Natural-language object grounding data:
|---|

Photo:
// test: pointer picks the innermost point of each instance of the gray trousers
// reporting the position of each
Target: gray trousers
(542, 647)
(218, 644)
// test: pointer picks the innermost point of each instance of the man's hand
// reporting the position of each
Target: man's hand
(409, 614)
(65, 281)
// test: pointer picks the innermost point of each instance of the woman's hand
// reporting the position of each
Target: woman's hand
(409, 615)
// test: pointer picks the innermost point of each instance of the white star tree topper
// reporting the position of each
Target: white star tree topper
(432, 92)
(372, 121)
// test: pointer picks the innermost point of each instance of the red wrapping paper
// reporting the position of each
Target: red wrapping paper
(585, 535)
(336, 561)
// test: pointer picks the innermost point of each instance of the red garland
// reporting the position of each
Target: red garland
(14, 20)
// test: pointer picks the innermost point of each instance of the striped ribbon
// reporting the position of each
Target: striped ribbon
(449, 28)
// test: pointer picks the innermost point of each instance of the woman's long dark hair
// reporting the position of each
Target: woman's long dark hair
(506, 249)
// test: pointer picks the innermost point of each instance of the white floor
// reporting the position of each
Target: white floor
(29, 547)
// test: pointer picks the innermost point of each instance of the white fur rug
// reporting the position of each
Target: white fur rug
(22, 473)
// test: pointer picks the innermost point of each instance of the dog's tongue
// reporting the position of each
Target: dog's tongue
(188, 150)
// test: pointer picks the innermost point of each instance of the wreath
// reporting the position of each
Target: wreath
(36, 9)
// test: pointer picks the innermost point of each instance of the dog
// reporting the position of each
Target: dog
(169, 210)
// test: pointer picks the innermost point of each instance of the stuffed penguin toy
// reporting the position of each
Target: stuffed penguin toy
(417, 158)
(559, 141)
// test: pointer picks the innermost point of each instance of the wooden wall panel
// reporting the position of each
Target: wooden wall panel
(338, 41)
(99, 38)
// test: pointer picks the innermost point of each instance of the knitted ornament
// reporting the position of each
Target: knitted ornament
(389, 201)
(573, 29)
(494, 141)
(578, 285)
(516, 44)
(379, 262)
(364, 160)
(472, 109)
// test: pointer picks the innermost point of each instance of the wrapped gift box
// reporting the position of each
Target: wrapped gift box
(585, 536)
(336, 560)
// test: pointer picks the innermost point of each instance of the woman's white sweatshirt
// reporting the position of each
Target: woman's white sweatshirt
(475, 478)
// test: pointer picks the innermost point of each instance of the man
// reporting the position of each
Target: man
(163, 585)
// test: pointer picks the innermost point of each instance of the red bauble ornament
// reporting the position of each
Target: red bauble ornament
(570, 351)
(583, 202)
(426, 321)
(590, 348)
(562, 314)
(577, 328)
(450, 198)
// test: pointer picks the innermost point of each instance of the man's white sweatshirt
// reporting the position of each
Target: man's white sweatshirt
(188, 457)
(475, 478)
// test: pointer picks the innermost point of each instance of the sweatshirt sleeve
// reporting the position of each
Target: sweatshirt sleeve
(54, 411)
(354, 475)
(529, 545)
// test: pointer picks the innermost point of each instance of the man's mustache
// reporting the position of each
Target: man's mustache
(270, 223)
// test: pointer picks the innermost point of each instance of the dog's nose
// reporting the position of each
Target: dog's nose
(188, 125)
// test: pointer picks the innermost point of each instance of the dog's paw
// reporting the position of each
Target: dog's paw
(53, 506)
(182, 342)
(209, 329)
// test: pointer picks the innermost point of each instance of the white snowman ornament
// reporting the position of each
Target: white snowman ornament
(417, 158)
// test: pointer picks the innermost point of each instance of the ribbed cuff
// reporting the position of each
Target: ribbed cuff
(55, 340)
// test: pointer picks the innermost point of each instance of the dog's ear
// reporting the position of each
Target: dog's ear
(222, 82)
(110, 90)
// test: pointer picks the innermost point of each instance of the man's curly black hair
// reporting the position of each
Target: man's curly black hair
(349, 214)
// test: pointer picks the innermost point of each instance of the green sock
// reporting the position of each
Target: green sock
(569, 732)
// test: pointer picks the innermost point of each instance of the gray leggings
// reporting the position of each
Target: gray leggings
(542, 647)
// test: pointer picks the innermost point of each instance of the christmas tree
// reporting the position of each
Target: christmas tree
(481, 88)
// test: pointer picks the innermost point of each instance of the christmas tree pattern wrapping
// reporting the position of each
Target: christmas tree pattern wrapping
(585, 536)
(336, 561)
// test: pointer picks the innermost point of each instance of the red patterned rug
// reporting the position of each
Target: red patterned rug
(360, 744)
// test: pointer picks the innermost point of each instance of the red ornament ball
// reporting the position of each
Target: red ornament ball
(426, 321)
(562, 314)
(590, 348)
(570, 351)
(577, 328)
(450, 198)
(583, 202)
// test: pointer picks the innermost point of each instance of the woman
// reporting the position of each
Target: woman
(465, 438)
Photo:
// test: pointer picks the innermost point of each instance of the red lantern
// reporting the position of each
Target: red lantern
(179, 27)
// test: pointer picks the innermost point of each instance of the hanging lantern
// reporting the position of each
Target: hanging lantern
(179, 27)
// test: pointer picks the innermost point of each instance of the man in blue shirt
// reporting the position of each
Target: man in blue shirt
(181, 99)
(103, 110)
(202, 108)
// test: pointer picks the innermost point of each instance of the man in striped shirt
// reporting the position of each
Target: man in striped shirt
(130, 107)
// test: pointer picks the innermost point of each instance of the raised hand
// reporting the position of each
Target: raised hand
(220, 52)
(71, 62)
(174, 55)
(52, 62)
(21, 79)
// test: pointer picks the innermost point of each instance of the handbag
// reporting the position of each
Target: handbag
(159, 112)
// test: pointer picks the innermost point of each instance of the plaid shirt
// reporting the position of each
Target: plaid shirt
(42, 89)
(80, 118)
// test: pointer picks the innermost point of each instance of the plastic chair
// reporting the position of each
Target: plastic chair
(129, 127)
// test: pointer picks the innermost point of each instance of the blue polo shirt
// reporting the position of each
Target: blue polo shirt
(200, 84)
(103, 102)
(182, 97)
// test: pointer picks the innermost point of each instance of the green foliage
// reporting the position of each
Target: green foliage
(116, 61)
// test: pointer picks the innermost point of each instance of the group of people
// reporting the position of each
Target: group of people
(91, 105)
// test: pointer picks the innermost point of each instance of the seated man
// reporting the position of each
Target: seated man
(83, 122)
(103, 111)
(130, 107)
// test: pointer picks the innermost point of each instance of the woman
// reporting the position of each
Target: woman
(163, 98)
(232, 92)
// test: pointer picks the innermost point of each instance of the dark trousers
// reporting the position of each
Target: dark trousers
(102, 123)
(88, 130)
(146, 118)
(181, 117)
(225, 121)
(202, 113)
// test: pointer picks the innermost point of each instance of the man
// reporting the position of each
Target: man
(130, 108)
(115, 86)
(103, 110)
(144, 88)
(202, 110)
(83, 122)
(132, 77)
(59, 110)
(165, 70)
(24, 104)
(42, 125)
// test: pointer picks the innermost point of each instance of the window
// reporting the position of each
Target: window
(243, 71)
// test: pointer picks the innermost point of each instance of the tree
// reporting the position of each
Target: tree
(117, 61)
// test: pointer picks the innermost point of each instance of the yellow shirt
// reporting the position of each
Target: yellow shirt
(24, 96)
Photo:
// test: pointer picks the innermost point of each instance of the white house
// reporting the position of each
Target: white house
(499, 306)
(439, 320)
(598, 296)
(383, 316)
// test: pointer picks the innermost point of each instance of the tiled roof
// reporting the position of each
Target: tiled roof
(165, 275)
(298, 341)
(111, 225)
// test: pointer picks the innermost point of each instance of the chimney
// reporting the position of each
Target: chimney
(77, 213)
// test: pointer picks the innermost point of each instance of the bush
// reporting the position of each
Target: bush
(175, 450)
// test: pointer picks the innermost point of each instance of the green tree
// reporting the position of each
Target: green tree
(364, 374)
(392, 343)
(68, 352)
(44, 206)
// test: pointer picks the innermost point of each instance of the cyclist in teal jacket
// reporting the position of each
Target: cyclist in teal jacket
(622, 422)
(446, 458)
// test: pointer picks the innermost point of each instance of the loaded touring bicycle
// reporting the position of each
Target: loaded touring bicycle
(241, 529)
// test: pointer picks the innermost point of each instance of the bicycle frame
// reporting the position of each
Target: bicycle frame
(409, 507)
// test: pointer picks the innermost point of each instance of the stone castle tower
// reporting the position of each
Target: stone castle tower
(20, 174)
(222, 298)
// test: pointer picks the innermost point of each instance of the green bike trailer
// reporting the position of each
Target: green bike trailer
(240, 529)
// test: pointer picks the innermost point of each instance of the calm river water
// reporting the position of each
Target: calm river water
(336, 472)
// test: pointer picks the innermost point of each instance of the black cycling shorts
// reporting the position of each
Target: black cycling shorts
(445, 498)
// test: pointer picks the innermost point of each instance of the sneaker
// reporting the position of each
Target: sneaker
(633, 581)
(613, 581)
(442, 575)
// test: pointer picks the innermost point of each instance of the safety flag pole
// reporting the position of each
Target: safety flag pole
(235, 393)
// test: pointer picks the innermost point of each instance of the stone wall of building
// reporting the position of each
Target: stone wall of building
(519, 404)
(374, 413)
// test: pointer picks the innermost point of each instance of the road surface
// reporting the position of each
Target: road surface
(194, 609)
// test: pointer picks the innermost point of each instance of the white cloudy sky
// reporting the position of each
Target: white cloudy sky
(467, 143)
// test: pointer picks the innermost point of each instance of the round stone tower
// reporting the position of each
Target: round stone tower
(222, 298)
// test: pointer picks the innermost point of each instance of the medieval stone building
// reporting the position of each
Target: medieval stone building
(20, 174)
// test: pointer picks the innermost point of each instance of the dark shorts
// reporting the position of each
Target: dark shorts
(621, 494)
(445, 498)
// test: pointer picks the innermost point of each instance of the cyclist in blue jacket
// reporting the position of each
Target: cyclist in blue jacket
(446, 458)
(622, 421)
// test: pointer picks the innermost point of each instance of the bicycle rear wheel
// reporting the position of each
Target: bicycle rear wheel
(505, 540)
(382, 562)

|---|

#### [What is needed]
Give back, word for word, only the lines above from the line holding "Target: tree" to the line holding "the tiled roof", both included.

#### [Exercise result]
Target: tree
(117, 61)
// test: pointer picks the innermost point of each instance of the yellow shirt
// reporting the position of each
Target: yellow shirt
(24, 96)
Photo:
// test: pointer picks the innermost point of each instance of the white house
// reporting the position of each
Target: white house
(499, 306)
(439, 320)
(598, 296)
(383, 316)
// test: pointer picks the innermost point of each instance of the tiled roof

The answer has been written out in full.